● **练习题目**:
请把下面的每一条记录逐字照录一遍。

● **数据记录**:
"""

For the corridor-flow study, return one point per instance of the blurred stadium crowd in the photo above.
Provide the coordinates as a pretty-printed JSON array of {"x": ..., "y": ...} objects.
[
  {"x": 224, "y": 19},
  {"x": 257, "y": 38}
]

"""

● **答案如下**:
For the corridor-flow study, return one point per instance of the blurred stadium crowd in the photo above.
Provide the coordinates as a pretty-printed JSON array of {"x": ..., "y": ...} objects.
[
  {"x": 224, "y": 19},
  {"x": 257, "y": 38}
]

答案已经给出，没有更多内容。